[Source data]
+--

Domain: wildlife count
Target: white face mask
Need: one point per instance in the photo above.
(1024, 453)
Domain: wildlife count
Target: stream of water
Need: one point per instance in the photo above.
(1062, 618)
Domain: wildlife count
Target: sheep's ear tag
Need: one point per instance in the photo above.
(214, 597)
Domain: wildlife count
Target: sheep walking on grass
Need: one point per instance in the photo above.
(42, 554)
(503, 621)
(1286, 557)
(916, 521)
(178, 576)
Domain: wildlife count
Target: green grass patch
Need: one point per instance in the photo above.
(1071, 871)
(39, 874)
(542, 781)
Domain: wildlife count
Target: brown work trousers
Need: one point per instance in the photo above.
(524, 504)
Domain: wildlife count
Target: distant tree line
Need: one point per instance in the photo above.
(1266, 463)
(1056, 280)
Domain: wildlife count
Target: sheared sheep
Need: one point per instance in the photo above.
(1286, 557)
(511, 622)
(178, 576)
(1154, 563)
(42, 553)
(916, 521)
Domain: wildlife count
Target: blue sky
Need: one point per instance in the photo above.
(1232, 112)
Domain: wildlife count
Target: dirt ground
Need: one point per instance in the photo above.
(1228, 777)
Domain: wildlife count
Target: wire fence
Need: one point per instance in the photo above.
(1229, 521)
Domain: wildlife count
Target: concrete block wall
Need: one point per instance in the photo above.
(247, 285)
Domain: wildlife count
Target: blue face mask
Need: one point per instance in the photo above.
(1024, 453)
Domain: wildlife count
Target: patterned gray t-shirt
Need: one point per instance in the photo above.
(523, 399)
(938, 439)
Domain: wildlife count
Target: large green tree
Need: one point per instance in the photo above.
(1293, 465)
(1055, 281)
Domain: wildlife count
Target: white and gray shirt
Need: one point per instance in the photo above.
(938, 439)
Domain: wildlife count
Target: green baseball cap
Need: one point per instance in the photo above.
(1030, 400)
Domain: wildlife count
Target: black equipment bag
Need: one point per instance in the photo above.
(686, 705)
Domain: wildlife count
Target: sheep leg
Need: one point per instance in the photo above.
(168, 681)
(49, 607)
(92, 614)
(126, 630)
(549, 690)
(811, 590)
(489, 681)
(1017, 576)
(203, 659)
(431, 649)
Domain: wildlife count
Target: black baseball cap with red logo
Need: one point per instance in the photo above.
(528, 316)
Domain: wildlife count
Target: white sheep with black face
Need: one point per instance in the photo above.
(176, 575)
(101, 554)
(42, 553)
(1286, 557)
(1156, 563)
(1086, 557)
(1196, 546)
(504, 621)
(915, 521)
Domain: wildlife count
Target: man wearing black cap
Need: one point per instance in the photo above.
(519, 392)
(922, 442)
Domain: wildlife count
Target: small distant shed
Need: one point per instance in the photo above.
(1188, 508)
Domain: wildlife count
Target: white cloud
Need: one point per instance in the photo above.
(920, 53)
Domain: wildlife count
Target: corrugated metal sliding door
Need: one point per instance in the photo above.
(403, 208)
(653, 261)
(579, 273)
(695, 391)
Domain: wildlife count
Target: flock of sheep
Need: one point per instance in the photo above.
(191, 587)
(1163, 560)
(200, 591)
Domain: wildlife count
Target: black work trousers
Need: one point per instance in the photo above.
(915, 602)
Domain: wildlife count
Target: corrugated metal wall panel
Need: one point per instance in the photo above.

+--

### What is expected:
Each line above that contains the word "work" must be copied.

### Exercise result:
Target: brown work trousers
Target: black work trousers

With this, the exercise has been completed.